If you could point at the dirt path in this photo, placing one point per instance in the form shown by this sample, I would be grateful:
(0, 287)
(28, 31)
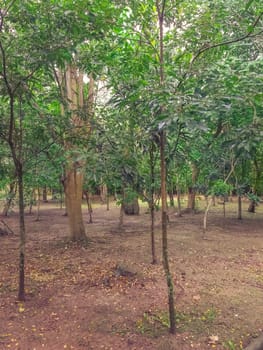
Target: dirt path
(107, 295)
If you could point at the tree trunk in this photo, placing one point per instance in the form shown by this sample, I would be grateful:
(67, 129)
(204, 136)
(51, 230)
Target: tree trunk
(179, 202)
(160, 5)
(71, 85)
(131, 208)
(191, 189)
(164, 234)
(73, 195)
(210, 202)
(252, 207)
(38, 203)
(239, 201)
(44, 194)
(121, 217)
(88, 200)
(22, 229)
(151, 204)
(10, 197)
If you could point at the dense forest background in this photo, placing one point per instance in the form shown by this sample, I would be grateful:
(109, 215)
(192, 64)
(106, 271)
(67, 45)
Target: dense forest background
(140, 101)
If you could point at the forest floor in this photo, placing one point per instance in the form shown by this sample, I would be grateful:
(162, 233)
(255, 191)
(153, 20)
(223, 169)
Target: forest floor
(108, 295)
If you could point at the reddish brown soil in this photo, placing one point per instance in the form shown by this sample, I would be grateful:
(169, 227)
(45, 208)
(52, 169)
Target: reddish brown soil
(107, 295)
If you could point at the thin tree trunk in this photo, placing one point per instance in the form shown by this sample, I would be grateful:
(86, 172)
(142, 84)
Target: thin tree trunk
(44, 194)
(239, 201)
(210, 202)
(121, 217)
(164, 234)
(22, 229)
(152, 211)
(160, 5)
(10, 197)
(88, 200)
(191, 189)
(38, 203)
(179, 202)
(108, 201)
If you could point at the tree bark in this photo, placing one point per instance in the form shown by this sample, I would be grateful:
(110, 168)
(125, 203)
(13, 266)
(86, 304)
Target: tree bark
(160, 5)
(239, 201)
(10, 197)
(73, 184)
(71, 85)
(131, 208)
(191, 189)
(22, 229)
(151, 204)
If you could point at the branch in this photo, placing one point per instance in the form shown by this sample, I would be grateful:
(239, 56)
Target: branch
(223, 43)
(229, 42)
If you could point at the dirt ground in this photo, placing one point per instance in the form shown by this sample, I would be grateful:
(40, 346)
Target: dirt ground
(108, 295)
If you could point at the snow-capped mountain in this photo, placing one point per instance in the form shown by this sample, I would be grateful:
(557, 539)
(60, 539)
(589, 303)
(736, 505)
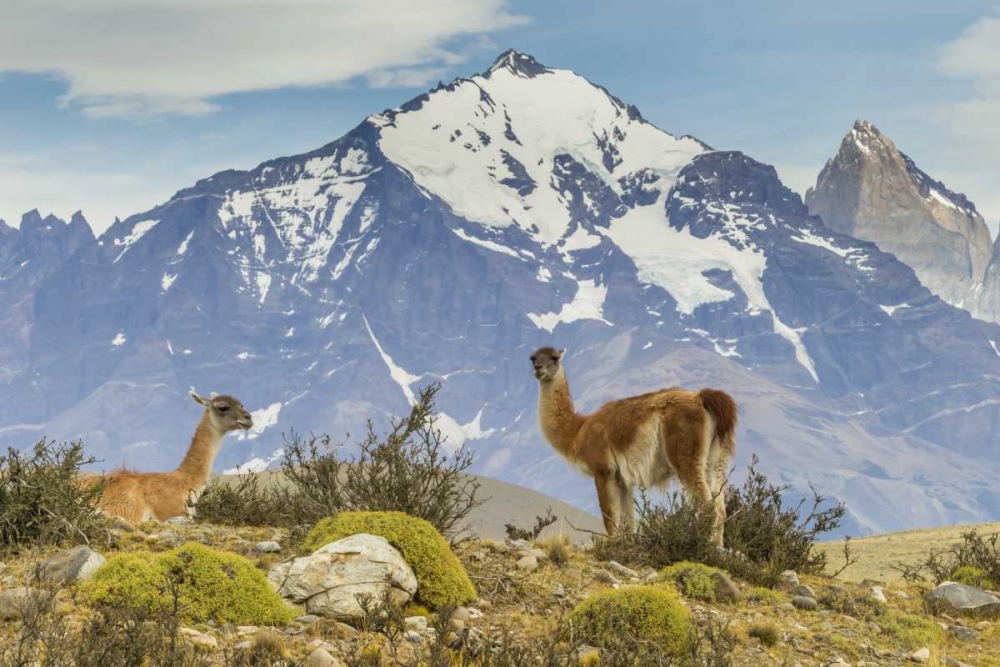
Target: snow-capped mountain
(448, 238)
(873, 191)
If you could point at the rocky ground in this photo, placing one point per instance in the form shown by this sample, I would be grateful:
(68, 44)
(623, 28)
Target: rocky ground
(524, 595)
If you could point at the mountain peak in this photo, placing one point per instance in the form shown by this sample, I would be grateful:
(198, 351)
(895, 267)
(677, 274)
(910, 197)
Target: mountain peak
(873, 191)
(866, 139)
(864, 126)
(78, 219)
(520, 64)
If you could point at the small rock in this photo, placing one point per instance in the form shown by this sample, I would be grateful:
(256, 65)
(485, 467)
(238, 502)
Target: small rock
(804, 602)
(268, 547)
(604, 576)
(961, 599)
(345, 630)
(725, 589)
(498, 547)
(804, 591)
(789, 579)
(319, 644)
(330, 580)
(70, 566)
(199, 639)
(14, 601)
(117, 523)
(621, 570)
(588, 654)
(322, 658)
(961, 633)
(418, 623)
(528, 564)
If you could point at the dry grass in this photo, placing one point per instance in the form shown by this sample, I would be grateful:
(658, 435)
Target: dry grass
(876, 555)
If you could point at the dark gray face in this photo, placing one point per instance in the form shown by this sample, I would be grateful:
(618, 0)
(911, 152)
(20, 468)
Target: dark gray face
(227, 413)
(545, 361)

## TASK DIRECTIONS
Transcribe each line above verbatim, with the pictures left out.

## SOLVED EXERCISE
If you could point at the dirt path in this photo, placing one point per instance in the form shown by this sample, I would be grateful:
(0, 287)
(28, 31)
Target: dirt path
(107, 295)
If you could point at the tree trunk in this photo, placing one point per instance in the form shown by this sample, I would be grateful:
(67, 129)
(204, 136)
(51, 230)
Target: tree trunk
(179, 202)
(160, 5)
(71, 85)
(131, 208)
(191, 189)
(164, 234)
(73, 195)
(210, 202)
(252, 207)
(38, 203)
(239, 201)
(44, 194)
(121, 217)
(88, 200)
(22, 229)
(151, 204)
(10, 197)
If you could point at the dense forest background in this photo, placing one point per instance in the form shown by this sample, I would be grateful:
(109, 215)
(192, 64)
(106, 271)
(67, 45)
Target: dense forest background
(140, 101)
If you could point at the forest floor in this photo, placing one point per instance in the form shown by this sample, I would be grateful:
(162, 233)
(255, 191)
(153, 20)
(223, 169)
Target: forest floor
(108, 295)
If you could point at the reddish brown soil in this photo, placing one point per instance in the form shown by this sample, I would be grateful:
(169, 227)
(45, 208)
(52, 169)
Target: reddish brown soil
(107, 295)
If you could point at the thin tree trunk in this photo, placing one point per instance in the form shown by this sample, I would be grateful:
(86, 172)
(142, 84)
Target: thin tree trunk
(44, 194)
(239, 201)
(210, 202)
(121, 217)
(164, 234)
(22, 229)
(152, 211)
(160, 5)
(10, 197)
(88, 200)
(191, 189)
(38, 203)
(179, 202)
(108, 201)
If you could point at the tree bark in this photo, placing one point per instance in the form shown by this sample, I would be grateful:
(110, 168)
(125, 203)
(13, 266)
(86, 304)
Target: tree bark
(160, 5)
(239, 201)
(10, 197)
(73, 184)
(71, 85)
(131, 208)
(191, 189)
(22, 229)
(151, 204)
If you could point at the branch in this photo, placing one point per instance in the form shown by this sample, I would be grateful:
(239, 56)
Target: branch
(223, 43)
(229, 42)
If you could point at the dirt ground in this photo, placing one point per instance in the form shown by this sample, I would be grateful:
(40, 346)
Target: dirt ground
(108, 295)
If you could point at the snow-capped mountain in this photo, placing one point per instance in the form shown by this sample, I would be grateful:
(557, 539)
(60, 539)
(589, 303)
(736, 505)
Target: snow-capped mountain
(448, 238)
(873, 191)
If you could point at the rocky ground in this photo, placing one point per instance in the form shown by this sample, I would be grateful:
(68, 44)
(623, 28)
Target: rocky ground
(524, 595)
If you could point at the mountain peak in this photo, placing one point per instance in the form shown by this sample, I would be grateful:
(198, 351)
(895, 267)
(677, 274)
(910, 197)
Target: mountain peak
(873, 191)
(866, 139)
(864, 126)
(78, 219)
(520, 64)
If you could point at the small rock in this photo, placing one point per instance in the form shown by this sample, I would be grateful:
(256, 65)
(485, 467)
(238, 502)
Target: small rock
(804, 602)
(268, 547)
(604, 576)
(961, 599)
(345, 630)
(725, 589)
(498, 547)
(804, 591)
(789, 579)
(319, 644)
(330, 580)
(70, 566)
(199, 639)
(14, 601)
(117, 523)
(621, 570)
(588, 654)
(322, 658)
(961, 633)
(418, 623)
(528, 564)
If you could point at the dry grass in this photo, placing one point per instance in the form shown by this sample, I would be grateful:
(658, 435)
Target: dry grass
(876, 555)
If you could point at the dark gray face in this photo, placing one point per instance in the form shown by this sample, I would be grateful:
(618, 0)
(911, 152)
(20, 468)
Target: dark gray face
(227, 413)
(545, 361)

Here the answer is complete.